→ **Testo estratto**:
====

«Stiamo per sperimentare la fine della pandemia come fenomeno sociale», scrive il politologo Yascha Mounk, autore del bestseller «Popolo vs Democrazia», sulla rivista The Atlantic. In un articolo intitolato «Omicron segna l’inizio della fine», Mounk nota che qualcosa è cambiato in modo fondamentale nel nostro approccio al virus. Chi è vaccinato non è più disposto a lockdown come in passato, chi non è vaccinato continua ad opporsi e, dunque, non sorprende che a livello politico si propenda più per misure di «adattamento» alla crisi che ad «appiattire» davvero la curva. Lo abbiamo raggiunto al telefono in Toscana dove ha trascorso il Capodanno e dove ha notato l’uso frequente delle mascherine anche all’aperto e assidui controlli dei green pass nei ristoranti e bar: «L’Italia è diventato un Paese di persone che seguono le regole, contrariamente alla sua reputazione».
La pandemia finirà nel 2022?
«Ci sono due modi in cui potrebbe finire nel 2022. Il primo è biologico: scoprire che Omicron non fa ammalare in modo grave la netta maggioranza delle persone e che l’esposizione a questa variante, se vaccinati, protegge da ceppi futuri; così l’oggettiva minaccia del Covid cesserebbe di essere significativa. Ma questa è una congettura. Non sappiamo se sarà così, anche se è una speranza e uno scenario plausibile. Il secondo modo in cui potrebbe finire la pandemia è sociale, come sostengo nell’articolo: consiste nel dire che ci siamo abituati al fatto che la nostra vita implicherà più rischi nel 2022 rispetto al 2019 ma collettivamente e individualmente scegliamo che vivere in modo un più normale valga la pena di correre quei rischi».
L’atteggiamento è cambiato indipendentemente dalla gravità di Omicron?

====

→ **Materiale fornito**:
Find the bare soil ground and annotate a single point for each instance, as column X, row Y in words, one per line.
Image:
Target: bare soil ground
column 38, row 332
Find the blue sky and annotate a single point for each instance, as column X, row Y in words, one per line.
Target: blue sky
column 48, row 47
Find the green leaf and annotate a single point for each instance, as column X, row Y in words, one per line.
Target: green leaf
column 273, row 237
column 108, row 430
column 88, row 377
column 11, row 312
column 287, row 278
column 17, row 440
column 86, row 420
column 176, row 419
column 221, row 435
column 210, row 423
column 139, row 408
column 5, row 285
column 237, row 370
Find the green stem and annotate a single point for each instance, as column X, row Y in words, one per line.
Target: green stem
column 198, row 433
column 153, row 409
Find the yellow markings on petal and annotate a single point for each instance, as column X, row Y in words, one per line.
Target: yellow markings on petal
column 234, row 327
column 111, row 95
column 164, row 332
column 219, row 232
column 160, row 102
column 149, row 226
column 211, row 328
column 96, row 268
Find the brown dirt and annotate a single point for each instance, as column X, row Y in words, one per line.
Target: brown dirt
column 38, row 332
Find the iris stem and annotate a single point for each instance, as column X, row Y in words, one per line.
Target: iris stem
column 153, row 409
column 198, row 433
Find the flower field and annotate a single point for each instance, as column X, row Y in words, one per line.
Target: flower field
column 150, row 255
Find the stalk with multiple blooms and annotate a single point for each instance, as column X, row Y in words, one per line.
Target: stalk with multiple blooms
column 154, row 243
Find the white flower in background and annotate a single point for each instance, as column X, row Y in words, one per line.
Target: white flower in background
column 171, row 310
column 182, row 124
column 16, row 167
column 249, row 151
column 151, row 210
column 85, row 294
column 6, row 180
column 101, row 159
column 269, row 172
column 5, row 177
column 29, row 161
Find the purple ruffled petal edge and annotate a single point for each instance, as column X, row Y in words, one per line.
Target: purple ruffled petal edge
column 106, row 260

====

→ **Il tuo compito**: Nell'intervista a Yascha Mounk, perché non sorprende che la politica scelga misure di «adattamento» alla crisi invece di «appiattire» davvero la curva? Spiegalo in una o due frasi.

→ **Risposta all'esercizio**: Chi è vaccinato non è più disposto ad accettare i lockdown come in passato, mentre chi non è vaccinato continua a opporsi. Per questo la politica preferisce adattarsi alla crisi invece di puntare davvero ad appiattire la curva.